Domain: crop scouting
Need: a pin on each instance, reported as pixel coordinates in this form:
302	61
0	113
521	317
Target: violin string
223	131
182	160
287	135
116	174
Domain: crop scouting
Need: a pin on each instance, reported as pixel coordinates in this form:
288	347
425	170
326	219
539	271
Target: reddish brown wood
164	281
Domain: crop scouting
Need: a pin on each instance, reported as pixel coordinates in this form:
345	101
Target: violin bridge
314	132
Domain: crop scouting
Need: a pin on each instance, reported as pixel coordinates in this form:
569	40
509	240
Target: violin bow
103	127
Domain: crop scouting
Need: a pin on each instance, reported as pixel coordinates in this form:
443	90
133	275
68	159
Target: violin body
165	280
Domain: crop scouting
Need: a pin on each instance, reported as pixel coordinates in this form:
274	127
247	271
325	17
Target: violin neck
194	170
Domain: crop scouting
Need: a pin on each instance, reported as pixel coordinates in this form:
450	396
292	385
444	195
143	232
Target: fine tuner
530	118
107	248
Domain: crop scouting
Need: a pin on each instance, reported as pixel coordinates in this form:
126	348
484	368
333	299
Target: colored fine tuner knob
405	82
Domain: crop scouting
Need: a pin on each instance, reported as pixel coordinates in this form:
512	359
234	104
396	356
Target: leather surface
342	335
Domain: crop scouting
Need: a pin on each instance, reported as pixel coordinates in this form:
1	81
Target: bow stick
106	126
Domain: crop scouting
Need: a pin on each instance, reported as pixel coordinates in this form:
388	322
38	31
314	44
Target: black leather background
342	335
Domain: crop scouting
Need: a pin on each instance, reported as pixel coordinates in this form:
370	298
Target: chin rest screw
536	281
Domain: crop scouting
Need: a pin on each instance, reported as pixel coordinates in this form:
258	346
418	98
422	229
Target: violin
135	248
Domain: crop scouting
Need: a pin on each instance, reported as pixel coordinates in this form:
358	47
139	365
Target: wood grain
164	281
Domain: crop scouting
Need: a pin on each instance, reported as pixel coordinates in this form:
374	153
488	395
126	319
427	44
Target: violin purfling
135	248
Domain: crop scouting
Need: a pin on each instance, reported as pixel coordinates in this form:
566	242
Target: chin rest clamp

§ §

• _WHAT NEEDS TO BE DONE_
All of the records must be repeated exactly.

• _RESULT_
Domain: crop scouting
Need: a pin on each instance, reported as pixel coordinates in this form:
302	61
0	113
521	317
Target: violin string
223	131
182	160
287	135
116	174
Domain: crop scouting
Need: a pin on each instance, reported as pixel coordinates in this form:
288	347
425	170
326	219
539	271
Target: reddish brown wood
164	281
Domain: crop scouting
Need: a pin on each instance, reported as pixel coordinates in this form:
345	101
Target: violin bridge
314	132
Domain: crop scouting
Need: a pin on each instance, reported as pixel coordinates in this form:
569	40
509	240
Target: violin bow
103	127
Domain: crop scouting
Need: a pin on each instance, reported as pixel coordinates in this form:
443	90
133	275
68	159
Target: violin body
165	280
Domain: crop scouting
Need: a pin on each instance, reported as pixel coordinates in this form:
274	127
247	271
325	17
Target: violin neck
194	170
Domain: crop scouting
Need: a pin on each instance, reported as pixel coordinates in this form:
450	396
292	385
444	195
143	232
Target: fine tuner
530	118
107	248
Domain: crop scouting
Need: a pin on each instance, reported as pixel coordinates in this form:
126	348
484	368
333	299
Target: colored fine tuner knob
405	82
Domain: crop scouting
Need: a pin on each instance, reported as pixel coordinates in this form:
512	359
234	104
396	356
Target: leather surface
342	335
Domain: crop scouting
Need: a pin on each instance, reported as pixel coordinates in this form:
1	81
Target: bow stick
106	126
Domain: crop scouting
Need: a pin on each instance, reported as pixel coordinates in this form:
388	322
38	31
314	44
Target: black leather background
342	335
Domain: crop scouting
Need: a pin on each instance, reported as pixel coordinates in this form:
370	298
Target: chin rest screw
536	281
Domain: crop scouting
Need: a pin on each instance, reported as pixel coordinates in this form:
258	346
418	98
422	229
Target: violin
135	248
Domain: crop scouting
Need: a pin on each instance, reported as pixel coordinates in this form:
358	47
139	365
Target: wood grain
164	281
Domain: crop scouting
Need: a pin on each instance, reported as pixel coordinates in this form:
374	153
488	395
126	319
427	44
Target: violin purfling
135	248
Domain: crop scouting
Need: a pin on each instance, reported as pixel coordinates in this form:
566	242
Target: chin rest clamp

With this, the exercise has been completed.